___ PROVIDED DATA ___

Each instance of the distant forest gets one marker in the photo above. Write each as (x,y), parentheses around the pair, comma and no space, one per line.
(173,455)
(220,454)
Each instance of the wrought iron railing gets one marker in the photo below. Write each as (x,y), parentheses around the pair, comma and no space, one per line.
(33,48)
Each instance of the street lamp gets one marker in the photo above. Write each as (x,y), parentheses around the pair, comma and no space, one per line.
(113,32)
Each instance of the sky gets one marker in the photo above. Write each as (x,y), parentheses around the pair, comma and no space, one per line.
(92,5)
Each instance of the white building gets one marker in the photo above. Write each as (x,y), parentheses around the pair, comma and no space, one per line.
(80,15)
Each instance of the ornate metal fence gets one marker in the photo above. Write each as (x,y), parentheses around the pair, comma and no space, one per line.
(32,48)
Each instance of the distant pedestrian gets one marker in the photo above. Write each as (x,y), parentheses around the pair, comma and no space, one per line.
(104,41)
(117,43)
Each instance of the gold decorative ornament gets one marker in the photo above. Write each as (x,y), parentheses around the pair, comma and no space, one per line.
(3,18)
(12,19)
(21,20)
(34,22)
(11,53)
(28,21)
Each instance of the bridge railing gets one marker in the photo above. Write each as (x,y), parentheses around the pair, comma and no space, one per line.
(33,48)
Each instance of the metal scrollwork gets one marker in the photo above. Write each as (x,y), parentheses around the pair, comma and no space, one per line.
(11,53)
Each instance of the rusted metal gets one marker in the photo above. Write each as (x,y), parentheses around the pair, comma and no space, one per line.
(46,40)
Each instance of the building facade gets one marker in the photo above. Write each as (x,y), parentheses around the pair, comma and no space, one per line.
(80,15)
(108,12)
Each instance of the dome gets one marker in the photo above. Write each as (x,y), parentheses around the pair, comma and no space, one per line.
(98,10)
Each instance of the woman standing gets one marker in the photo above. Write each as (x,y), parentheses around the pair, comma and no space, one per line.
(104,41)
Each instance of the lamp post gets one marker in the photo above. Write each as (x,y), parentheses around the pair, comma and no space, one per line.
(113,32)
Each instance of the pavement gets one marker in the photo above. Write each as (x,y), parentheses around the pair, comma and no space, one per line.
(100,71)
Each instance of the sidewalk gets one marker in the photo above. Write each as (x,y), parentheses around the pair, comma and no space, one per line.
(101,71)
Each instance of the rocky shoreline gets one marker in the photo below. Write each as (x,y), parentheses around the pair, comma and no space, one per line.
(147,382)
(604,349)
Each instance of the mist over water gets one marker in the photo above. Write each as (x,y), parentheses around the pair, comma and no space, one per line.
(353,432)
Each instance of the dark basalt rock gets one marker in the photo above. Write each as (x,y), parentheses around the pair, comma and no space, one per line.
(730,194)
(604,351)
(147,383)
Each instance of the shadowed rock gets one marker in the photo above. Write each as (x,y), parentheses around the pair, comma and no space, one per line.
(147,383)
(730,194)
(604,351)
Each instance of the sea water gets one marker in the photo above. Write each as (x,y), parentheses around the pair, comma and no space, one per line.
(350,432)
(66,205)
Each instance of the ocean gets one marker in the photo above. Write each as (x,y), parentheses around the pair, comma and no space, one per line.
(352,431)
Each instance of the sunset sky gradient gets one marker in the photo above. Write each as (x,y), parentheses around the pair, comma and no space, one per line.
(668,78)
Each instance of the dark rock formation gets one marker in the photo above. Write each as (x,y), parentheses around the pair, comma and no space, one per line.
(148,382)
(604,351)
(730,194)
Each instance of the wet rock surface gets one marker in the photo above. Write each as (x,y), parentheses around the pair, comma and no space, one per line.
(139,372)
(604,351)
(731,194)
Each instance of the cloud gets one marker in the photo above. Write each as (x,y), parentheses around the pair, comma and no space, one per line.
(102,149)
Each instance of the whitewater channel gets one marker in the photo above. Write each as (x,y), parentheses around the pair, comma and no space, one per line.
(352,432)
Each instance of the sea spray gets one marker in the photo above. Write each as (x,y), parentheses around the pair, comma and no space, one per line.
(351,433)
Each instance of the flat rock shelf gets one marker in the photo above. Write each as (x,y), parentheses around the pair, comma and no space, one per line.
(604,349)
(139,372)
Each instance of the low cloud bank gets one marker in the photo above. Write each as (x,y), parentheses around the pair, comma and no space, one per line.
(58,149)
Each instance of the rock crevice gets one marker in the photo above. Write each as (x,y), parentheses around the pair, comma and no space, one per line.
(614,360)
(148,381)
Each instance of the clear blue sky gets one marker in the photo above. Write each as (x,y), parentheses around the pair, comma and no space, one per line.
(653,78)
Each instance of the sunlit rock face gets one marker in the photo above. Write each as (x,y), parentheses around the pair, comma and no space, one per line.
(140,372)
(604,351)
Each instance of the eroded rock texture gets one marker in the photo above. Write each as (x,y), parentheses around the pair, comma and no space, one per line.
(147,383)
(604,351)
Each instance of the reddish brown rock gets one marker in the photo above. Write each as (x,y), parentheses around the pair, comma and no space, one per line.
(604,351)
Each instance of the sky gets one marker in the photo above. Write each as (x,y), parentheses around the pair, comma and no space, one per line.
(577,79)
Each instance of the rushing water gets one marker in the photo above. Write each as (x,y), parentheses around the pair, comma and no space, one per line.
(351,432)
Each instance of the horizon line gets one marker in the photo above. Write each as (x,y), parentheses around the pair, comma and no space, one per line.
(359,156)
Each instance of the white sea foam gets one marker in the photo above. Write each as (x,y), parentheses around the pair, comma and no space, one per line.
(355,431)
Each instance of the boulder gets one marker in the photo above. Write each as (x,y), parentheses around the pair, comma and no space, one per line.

___

TASK PROMPT
Output every entry again, exactly as given.

EXERCISE OUTPUT
Each instance of the distant forest gets one marker in the photo above. Write each as (x,y), parentheses around the pair, comma and no space, one per line.
(173,455)
(220,454)
Each instance of the wrought iron railing gets one marker in the photo below. Write each as (x,y), parentheses around the pair, comma and no space, one per line.
(33,48)
Each instance of the street lamp gets one marker in the photo above. Write each as (x,y), parentheses around the pair, comma and no space, one per line.
(113,32)
Each instance of the sky gets one marker in the photo above. Write each as (x,y), parentheses around the pair, comma and no space, one per line.
(92,5)
Each instance of the white building gets one marker in the photo above. Write each as (x,y), parentheses around the pair, comma and no space, one per line.
(80,15)
Each instance of the ornate metal fence gets one marker in the photo above. Write each as (x,y), parentheses around the pair, comma and no space, one per line.
(32,48)
Each instance of the distant pedestrian gets one marker in the photo above. Write each as (x,y), parentheses around the pair, comma and no space, one per line.
(104,41)
(117,43)
Each instance of the gold decorative ornament gets one marker in the photo above. Write each as (x,y), parentheses around the pair, comma and no space, one per line.
(3,18)
(12,19)
(21,20)
(34,22)
(11,53)
(28,21)
Each instance of the bridge railing gets one marker in the photo above. Write each as (x,y), parentheses around the pair, comma and no space, one per line.
(33,48)
Each instance of the metal scrollwork gets one marker in the photo above. Write each as (x,y), parentheses around the pair, comma and no space, one per line.
(11,53)
Each instance of the rusted metal gets one marker in the photo above. Write each as (x,y), parentheses around the pair, comma and no space, one per line.
(46,40)
Each instance of the building facade gets one marker in the photo above. Write each as (x,y), parentheses around the pair, comma and no space, one per line.
(80,15)
(108,12)
Each instance of the dome gets one marker in the photo above. Write each as (x,y), parentheses around the pair, comma and no space, one per line.
(98,10)
Each instance of the woman standing gets one marker in the photo above. Write each as (x,y), parentheses around the pair, comma and no space, one per line.
(104,41)
Each instance of the lamp post gets one marker in the photo above. Write each as (x,y), parentheses around the pair, comma and no space, one per line.
(113,32)
Each instance of the pavement gets one marker in the photo above. Write each as (x,y), parentheses around the pair, comma and no space, one per line.
(100,71)
Each instance of the sidewalk gets one marker in the photo above. Write each as (x,y), parentheses around the pair, comma and no space, one per line.
(101,71)
Each instance of the rocky shoreline gets one marker in the photo below. Write each as (x,y), parentheses around the pair, comma and no space, one per line.
(147,382)
(604,349)
Each instance of the mist over water gets one marker in the photo above. Write each as (x,y), parentheses around the pair, comma and no space, one per line.
(353,432)
Each instance of the dark basalt rock gets one marker in the photo above. Write each as (x,y), parentheses around the pair, comma and no space, one per line.
(730,194)
(604,351)
(147,383)
Each instance of the shadowed rock gets one marker in the photo above. Write each as (x,y), parentheses around the pair, comma and no space, one per line.
(147,383)
(730,194)
(604,351)
Each instance of the sea water gets one marker in the photo above. Write each as (x,y), parentheses around the pair, comma and no space, one per line.
(350,432)
(66,205)
Each instance of the ocean gets one marker in the photo above. Write each as (x,y), parentheses around the pair, comma and no space, one per line.
(352,431)
Each instance of the sunset sky gradient gets one marker in the photo above. Write each as (x,y), parentheses around the pair, comma and no space, one per line.
(668,78)
Each instance of the dark rock formation gets one marker in the photo above. Write each as (x,y), parentheses around the pair, comma and no space, one per line.
(148,382)
(604,351)
(730,194)
Each instance of the wet rock surface gets one marker in the photo above. Write each as (x,y), parentheses around the pair, comma and no space, one per line.
(139,372)
(604,351)
(731,194)
Each instance of the cloud gets one marker in the photo above. Write each as (x,y), parentheses around the pair, comma and no space, one per line.
(102,149)
Each instance of the whitewater channel gets one marker in the photo above. Write each as (x,y), parentheses around the pair, comma and no space, one per line.
(352,432)
Each instance of the sea spray gets one marker in the photo above. Write each as (x,y), parentheses around the pair, comma and no space, one per line.
(351,433)
Each instance of the flat rock shelf gets one marker in the photo above. Write each as (x,y), parentheses around the pair, comma and no space, one per line.
(604,349)
(139,372)
Each instance of the low cloud bank gets one marker in the photo above. Write each as (x,y), parentheses around the pair, comma and no space, one per line.
(58,149)
Each instance of the rock crevice gets one marker in the photo above. Write each as (x,y), parentheses around the pair, comma and no space, one per line.
(614,360)
(148,381)
Each instance of the clear blue sky gets one marker in the photo above. Write each as (x,y), parentheses around the pair, comma and no space, one per line.
(653,78)
Each instance of the sunlit rock face gets one marker in the photo above. Write each as (x,y), parentheses around the pair, comma and no space, one per line.
(140,372)
(604,351)
Each instance of the eroded rock texture gets one marker in the photo above. Write each as (x,y), parentheses around the pair, comma and no space, one per line.
(147,383)
(604,351)
Each instance of the reddish brown rock gets one marker in the photo above. Write each as (x,y), parentheses around the pair, comma and no space, one per line.
(604,351)
Each instance of the sky gets one marker in the photo above. Write each as (x,y), parentheses around the pair, comma and no space, one per line.
(577,79)
Each instance of the rushing water gets one marker in the photo above. Write each as (x,y), parentheses around the pair, comma and no space, one per line.
(351,432)
Each instance of the horizon line gets one marker in the photo above. Write each as (x,y), parentheses around the pair, comma and no space, one per line.
(359,156)
Each instance of the white sea foam gets one marker in the photo above. Write each as (x,y), parentheses around the pair, comma and no space, one per line.
(355,431)
Each instance of the boulder gets one marker in the photo above. Write each as (x,y), parentheses around the pair, comma and no space, one per line.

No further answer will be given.